** Start **
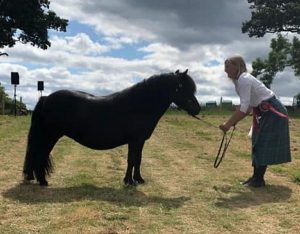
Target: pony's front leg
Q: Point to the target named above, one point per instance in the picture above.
(134, 160)
(138, 159)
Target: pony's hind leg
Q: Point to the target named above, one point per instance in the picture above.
(44, 166)
(134, 161)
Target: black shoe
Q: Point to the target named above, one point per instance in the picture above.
(256, 183)
(247, 181)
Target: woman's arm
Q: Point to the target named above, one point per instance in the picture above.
(233, 120)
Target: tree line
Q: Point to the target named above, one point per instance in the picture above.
(28, 21)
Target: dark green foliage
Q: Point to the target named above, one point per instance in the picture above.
(270, 16)
(275, 16)
(28, 21)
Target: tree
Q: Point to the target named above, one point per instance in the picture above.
(271, 16)
(28, 21)
(275, 16)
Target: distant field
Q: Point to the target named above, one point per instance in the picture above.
(183, 192)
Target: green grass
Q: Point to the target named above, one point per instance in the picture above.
(183, 192)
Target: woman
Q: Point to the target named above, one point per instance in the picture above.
(270, 130)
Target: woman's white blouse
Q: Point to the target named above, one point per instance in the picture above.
(251, 91)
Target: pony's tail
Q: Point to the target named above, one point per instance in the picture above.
(37, 162)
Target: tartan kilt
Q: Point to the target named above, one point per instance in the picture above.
(271, 140)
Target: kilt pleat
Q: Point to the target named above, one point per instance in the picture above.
(271, 141)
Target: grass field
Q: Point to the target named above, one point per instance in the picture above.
(183, 192)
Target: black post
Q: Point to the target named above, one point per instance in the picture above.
(15, 99)
(40, 86)
(15, 82)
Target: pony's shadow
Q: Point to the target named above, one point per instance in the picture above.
(126, 196)
(254, 196)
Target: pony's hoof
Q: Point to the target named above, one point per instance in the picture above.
(130, 182)
(43, 183)
(25, 181)
(139, 180)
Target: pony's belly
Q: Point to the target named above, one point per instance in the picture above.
(100, 143)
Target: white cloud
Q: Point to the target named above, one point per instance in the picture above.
(171, 35)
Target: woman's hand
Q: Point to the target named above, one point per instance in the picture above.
(224, 127)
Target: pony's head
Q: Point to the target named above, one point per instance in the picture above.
(184, 95)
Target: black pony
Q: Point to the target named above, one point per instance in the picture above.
(126, 117)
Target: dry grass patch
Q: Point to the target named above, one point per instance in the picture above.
(183, 192)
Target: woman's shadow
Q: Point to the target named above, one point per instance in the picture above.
(248, 197)
(126, 196)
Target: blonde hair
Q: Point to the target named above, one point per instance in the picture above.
(238, 62)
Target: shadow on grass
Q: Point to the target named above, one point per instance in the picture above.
(126, 196)
(254, 196)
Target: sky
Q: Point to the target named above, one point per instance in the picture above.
(111, 45)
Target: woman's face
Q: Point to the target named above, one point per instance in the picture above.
(231, 70)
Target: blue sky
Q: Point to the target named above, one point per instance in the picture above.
(110, 45)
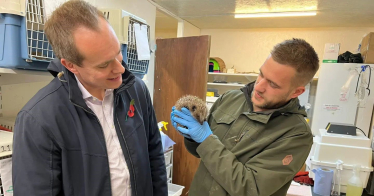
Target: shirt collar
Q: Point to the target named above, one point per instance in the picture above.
(86, 94)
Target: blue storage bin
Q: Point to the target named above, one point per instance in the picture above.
(21, 47)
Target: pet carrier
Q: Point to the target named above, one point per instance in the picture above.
(6, 147)
(123, 25)
(23, 43)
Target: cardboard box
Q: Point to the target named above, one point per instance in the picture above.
(331, 53)
(367, 48)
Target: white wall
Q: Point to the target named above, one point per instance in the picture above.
(186, 29)
(247, 49)
(165, 33)
(140, 8)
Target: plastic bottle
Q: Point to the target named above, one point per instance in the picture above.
(354, 186)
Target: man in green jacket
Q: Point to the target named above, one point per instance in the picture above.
(255, 139)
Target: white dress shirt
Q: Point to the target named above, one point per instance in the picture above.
(119, 173)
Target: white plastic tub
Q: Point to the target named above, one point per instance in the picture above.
(168, 157)
(174, 189)
(345, 174)
(348, 154)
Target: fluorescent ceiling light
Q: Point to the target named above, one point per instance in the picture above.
(275, 14)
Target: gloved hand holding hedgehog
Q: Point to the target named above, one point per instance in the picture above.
(188, 116)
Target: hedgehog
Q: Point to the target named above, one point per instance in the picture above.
(196, 106)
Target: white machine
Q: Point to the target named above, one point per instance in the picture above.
(336, 100)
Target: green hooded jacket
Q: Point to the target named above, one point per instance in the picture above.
(250, 153)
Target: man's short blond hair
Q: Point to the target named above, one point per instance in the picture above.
(300, 55)
(64, 20)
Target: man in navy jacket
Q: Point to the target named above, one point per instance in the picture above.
(92, 130)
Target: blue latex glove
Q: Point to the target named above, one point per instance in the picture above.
(175, 123)
(197, 131)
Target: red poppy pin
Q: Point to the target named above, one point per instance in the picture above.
(131, 111)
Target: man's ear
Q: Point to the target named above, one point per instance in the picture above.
(298, 91)
(70, 66)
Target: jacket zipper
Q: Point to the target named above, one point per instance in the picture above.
(128, 152)
(241, 134)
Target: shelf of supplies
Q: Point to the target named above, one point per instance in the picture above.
(232, 74)
(211, 99)
(225, 84)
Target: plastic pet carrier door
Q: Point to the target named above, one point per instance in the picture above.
(23, 43)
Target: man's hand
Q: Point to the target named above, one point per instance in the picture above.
(175, 123)
(195, 130)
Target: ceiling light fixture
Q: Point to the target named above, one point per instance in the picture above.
(275, 14)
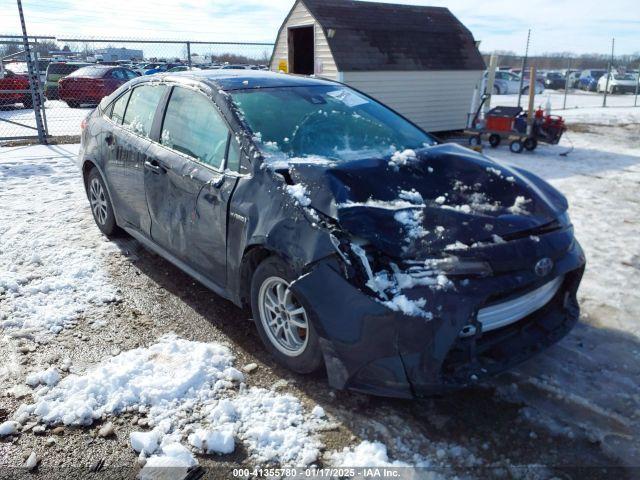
** End **
§ **Stated goal**: Copy out everything from the line containing "Target: white plastic tub" down to the end of the data, keeping every other line unchanged but scaling each point coordinate in the answers by 2.25 and rounding to whole numbers, with halves rounded up. Leave the pictures out.

§ **Reply**:
Target: white plastic tub
Q: Point to the target named above, one point per instance in the picture above.
(378, 353)
(392, 425)
(776, 392)
(783, 347)
Target: fluorescent ceiling light
Q: Point to the target named above, one point per instance in the picture above.
(619, 32)
Target: gloved hand holding hedgehog
Q: Point to the target named above, one point per instance in the picture above.
(423, 261)
Target: hedgehog
Q: Point to the target named above, one point per instance in the picture above.
(441, 239)
Target: white machine
Q: Point to the target named above, one point per instance in the picture above.
(756, 225)
Target: green hooded jacket
Q: Point to the target named above, one point per instance in the picture above.
(563, 344)
Target: man's short blond hair
Q: Point to the target named above, one point per instance in the picture above.
(675, 124)
(144, 45)
Target: man in navy jacket
Q: Point to the target named above, one point per instance in the picture above.
(207, 293)
Target: blue latex glove
Q: Point to the target named above, one point per instance in the picture above.
(394, 277)
(443, 295)
Target: red poppy pin
Q: Point to the target named above, one point per instance in the picture above.
(295, 250)
Target: man's ear
Q: Point to the target named above, one point per instance in the picture above.
(671, 205)
(158, 149)
Target: jacket zipper
Q: Point to the target named above, one point per instance in the picture above.
(288, 342)
(542, 302)
Target: shelf of supplies
Q: Point to the target named above, one point per instance in the picture above.
(522, 167)
(475, 223)
(506, 189)
Target: plastic pet carrier door
Q: Point to the target named above, one point per instance in the picture above.
(52, 97)
Target: man's hand
Q: Point to the target named above, one point per instance in the picture above.
(394, 277)
(439, 293)
Target: ceiling light fixture
Q: Point to the target named above, one point per instance in the picture above.
(619, 32)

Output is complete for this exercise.